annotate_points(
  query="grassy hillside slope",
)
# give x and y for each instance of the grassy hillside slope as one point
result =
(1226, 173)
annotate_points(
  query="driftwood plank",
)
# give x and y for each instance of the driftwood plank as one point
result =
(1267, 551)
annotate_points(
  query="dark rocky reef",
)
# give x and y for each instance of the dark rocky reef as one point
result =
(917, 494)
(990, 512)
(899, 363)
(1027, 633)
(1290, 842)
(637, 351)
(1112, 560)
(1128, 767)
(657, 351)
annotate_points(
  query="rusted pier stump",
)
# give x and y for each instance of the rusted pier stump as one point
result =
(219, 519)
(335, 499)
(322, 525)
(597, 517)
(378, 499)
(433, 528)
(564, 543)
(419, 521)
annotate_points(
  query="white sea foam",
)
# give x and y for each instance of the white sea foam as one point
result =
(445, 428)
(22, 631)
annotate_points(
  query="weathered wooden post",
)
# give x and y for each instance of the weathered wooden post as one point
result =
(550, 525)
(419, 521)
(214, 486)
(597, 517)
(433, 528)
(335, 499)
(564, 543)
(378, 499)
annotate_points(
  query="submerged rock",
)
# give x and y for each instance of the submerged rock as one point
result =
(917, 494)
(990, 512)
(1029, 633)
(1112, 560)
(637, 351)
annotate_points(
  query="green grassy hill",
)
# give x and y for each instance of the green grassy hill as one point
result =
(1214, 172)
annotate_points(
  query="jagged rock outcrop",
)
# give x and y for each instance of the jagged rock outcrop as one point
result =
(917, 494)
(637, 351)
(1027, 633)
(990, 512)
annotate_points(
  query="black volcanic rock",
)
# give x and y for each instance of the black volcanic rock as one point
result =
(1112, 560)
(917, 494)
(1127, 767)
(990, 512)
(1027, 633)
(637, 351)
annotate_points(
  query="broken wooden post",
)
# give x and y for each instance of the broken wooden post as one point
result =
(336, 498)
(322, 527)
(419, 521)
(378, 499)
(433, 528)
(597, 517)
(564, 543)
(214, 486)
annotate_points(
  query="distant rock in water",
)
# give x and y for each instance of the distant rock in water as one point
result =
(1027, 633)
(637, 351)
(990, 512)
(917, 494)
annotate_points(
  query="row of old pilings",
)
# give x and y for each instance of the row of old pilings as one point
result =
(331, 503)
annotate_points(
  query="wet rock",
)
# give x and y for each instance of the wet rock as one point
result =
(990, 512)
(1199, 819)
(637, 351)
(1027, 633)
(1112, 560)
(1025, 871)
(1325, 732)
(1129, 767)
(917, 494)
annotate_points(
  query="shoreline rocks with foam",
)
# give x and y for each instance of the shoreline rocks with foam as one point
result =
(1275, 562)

:::

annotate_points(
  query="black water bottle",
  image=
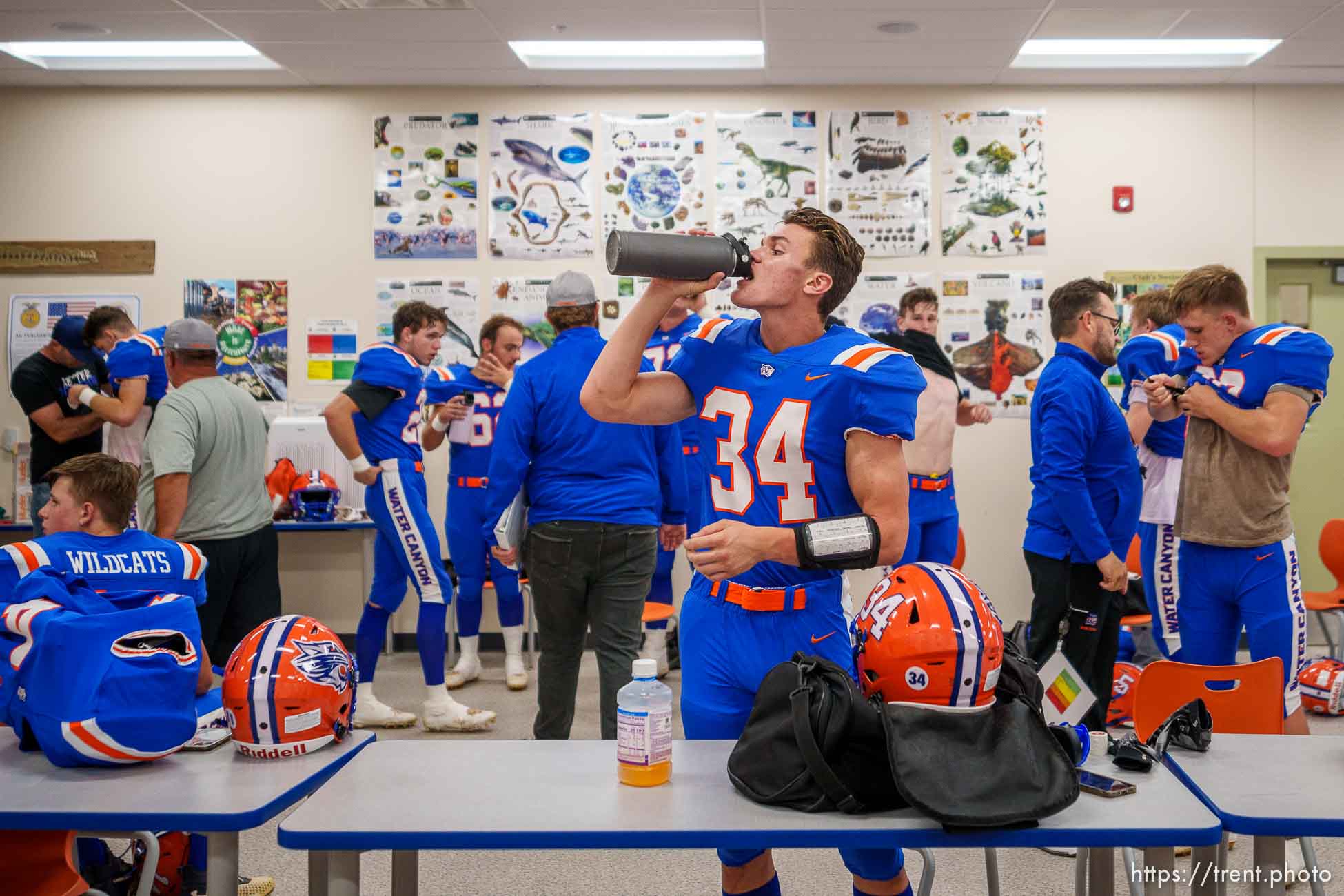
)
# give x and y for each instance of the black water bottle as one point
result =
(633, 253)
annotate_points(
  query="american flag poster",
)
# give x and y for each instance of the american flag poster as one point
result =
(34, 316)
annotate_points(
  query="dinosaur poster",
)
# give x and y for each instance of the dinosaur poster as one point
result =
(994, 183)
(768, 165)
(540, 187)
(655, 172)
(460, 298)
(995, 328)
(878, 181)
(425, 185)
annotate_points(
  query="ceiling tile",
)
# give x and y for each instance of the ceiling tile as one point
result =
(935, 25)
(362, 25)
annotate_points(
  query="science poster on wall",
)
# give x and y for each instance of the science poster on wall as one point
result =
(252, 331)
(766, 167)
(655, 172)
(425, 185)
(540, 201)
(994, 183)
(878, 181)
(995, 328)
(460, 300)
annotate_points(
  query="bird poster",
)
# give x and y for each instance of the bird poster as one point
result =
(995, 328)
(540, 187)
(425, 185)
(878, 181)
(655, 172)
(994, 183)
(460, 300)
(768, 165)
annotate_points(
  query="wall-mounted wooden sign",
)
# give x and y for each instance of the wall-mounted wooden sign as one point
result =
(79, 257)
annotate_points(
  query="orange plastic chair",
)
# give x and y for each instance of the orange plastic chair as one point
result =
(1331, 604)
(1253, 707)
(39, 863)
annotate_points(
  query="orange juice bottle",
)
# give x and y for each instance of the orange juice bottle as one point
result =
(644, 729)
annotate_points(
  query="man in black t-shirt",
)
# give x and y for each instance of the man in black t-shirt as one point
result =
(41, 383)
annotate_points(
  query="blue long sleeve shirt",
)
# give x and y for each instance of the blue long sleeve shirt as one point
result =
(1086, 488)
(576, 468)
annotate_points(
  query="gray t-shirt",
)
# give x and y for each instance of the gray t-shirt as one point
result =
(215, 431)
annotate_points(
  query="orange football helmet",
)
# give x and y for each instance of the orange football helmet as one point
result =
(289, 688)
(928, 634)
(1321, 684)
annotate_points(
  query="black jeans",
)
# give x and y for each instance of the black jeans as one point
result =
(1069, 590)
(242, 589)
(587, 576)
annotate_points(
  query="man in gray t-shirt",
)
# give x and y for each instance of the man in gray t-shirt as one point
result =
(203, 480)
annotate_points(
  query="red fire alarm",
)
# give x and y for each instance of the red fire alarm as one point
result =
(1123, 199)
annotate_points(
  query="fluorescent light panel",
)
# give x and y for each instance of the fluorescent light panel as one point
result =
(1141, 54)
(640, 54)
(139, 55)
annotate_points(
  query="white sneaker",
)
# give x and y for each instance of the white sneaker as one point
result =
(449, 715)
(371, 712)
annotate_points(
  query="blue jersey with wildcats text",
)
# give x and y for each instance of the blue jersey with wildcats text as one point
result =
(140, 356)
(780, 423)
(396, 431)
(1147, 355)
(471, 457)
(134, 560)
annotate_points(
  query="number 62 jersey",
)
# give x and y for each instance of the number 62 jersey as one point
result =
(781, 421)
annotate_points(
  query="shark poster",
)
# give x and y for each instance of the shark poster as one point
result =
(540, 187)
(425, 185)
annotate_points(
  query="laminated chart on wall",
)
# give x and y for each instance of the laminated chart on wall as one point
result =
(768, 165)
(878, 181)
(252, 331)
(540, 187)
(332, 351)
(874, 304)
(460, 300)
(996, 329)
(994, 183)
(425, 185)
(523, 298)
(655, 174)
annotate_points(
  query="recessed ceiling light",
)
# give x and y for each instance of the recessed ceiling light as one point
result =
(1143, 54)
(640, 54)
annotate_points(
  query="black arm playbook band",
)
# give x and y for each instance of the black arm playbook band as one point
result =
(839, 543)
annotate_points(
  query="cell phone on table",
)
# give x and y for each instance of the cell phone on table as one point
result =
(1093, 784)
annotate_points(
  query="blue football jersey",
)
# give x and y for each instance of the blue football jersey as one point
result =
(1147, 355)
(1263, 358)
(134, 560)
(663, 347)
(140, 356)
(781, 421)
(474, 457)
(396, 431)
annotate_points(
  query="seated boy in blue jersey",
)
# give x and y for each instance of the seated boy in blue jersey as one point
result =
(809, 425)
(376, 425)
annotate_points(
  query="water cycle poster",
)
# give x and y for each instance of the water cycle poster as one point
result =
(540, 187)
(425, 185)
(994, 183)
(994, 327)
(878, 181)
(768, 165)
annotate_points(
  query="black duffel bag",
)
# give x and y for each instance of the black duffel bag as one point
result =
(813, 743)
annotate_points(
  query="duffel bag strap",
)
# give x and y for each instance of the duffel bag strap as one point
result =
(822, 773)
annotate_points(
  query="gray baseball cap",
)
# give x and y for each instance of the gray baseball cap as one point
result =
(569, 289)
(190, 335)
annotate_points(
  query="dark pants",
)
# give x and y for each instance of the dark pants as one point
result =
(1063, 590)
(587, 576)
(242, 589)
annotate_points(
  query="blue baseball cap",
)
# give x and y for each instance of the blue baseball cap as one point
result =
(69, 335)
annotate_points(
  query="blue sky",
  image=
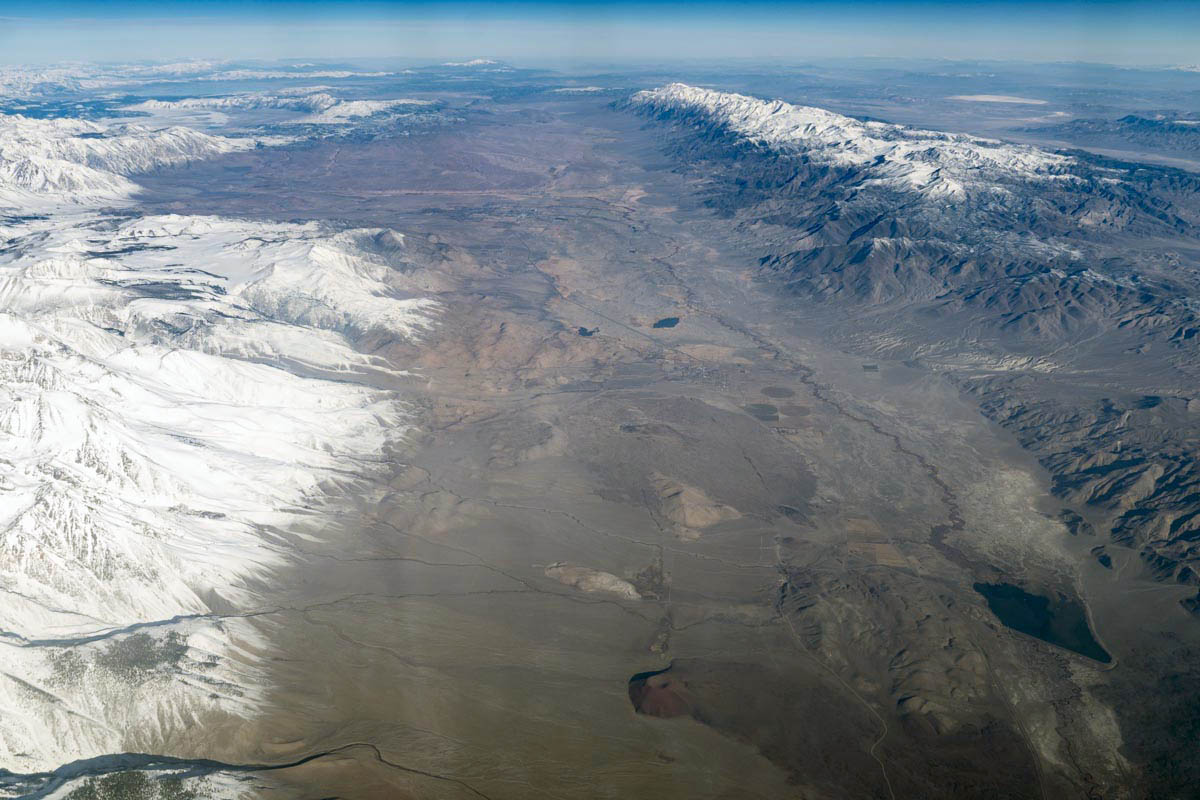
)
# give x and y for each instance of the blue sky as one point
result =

:::

Return each line from the entries above that includes "jersey".

**TASK SOLUTION:**
  query="blue jersey with wildcats text",
# give x and y for each instance of the blue jersey with wildcats text as one point
  query="number 62 jersey",
# give x and y for each instance of the number 62 jersey as one point
  query="blue football jersey",
# give x and y for each instance of the blue football jersey as one point
  query="seated boy in blue jersey",
# give x and y for each instance of the seated boy in blue jersey as one point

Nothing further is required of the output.